- **EXERCISE INSTRUCTIONS**: Output the lines from the one with "Could you provide the mask of every instance of the main" to the one with "126 72 L 130", both included, as a Markdown table with the columns Row and Line. Number each row and leave out blank lines.

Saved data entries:
-- start --

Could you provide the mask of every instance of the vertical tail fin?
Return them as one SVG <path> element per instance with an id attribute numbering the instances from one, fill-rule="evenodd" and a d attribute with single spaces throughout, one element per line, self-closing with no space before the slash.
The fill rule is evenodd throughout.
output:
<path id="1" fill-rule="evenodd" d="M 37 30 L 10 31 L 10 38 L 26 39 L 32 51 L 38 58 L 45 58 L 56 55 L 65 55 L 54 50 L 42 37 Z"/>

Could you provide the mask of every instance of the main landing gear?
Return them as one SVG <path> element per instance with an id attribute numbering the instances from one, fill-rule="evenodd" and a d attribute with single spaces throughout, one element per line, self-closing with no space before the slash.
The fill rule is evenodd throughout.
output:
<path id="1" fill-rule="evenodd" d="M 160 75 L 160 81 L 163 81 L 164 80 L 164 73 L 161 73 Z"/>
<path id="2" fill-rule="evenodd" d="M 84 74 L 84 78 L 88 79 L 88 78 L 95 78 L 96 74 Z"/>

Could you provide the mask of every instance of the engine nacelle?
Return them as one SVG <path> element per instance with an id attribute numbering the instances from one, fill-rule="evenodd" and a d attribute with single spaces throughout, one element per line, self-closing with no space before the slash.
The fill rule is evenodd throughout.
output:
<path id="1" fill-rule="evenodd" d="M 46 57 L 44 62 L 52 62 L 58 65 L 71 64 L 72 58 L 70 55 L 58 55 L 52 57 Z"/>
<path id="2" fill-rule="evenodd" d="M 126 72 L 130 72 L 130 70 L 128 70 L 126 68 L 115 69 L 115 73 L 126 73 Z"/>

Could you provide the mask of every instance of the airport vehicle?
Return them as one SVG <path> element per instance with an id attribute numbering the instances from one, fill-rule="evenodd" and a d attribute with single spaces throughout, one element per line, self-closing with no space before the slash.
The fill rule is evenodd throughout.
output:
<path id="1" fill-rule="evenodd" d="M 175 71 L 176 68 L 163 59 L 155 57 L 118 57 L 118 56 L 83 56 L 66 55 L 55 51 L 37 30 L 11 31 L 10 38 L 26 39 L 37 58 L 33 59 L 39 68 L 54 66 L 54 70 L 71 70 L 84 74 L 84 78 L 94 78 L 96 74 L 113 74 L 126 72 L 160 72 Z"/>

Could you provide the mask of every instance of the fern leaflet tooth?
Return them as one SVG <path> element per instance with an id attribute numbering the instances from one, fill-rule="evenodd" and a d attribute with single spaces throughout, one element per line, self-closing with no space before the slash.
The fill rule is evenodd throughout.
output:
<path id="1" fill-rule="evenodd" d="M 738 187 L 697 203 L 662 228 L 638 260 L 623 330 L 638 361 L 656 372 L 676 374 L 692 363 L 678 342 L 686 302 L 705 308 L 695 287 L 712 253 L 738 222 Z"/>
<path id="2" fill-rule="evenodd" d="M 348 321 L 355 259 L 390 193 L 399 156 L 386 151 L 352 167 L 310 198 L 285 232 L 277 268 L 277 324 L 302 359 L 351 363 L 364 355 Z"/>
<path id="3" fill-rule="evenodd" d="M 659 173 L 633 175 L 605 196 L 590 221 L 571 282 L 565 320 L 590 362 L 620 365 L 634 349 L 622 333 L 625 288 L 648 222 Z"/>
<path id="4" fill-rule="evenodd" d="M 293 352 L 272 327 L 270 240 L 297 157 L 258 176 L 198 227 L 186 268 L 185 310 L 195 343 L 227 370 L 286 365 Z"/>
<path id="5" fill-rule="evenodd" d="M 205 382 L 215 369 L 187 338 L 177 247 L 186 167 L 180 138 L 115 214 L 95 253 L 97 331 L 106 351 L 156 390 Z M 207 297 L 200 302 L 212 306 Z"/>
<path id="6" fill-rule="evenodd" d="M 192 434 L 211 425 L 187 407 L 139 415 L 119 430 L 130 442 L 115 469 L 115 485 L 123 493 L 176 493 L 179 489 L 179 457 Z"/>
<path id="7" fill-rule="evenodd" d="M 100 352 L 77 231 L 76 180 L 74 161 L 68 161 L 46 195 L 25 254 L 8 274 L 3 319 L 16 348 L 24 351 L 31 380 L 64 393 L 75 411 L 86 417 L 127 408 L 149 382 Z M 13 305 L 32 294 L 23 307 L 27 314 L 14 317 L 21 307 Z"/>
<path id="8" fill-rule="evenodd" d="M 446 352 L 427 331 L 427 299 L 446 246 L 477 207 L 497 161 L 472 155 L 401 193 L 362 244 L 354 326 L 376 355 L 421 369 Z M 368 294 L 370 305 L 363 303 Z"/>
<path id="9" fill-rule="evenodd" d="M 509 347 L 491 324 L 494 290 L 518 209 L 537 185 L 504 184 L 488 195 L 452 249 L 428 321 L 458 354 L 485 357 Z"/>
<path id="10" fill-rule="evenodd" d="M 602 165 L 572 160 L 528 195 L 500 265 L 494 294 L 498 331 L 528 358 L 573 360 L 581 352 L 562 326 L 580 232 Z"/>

-- end --

- **RESULT OF THE EXERCISE**:
| Row | Line |
|---|---|
| 1 | Could you provide the mask of every instance of the main landing gear? |
| 2 | Return them as one SVG <path> element per instance with an id attribute numbering the instances from one, fill-rule="evenodd" and a d attribute with single spaces throughout, one element per line, self-closing with no space before the slash. |
| 3 | The fill rule is evenodd throughout. |
| 4 | output: |
| 5 | <path id="1" fill-rule="evenodd" d="M 160 75 L 160 81 L 163 81 L 164 80 L 164 73 L 161 73 Z"/> |
| 6 | <path id="2" fill-rule="evenodd" d="M 84 74 L 84 78 L 88 79 L 88 78 L 95 78 L 96 74 Z"/> |
| 7 | Could you provide the mask of every instance of the engine nacelle? |
| 8 | Return them as one SVG <path> element per instance with an id attribute numbering the instances from one, fill-rule="evenodd" and a d attribute with single spaces throughout, one element per line, self-closing with no space before the slash. |
| 9 | The fill rule is evenodd throughout. |
| 10 | output: |
| 11 | <path id="1" fill-rule="evenodd" d="M 46 57 L 44 62 L 52 62 L 58 65 L 71 64 L 72 58 L 70 55 L 58 55 L 52 57 Z"/> |
| 12 | <path id="2" fill-rule="evenodd" d="M 126 72 L 130 72 L 130 70 L 128 70 L 126 68 L 115 69 L 115 73 L 126 73 Z"/> |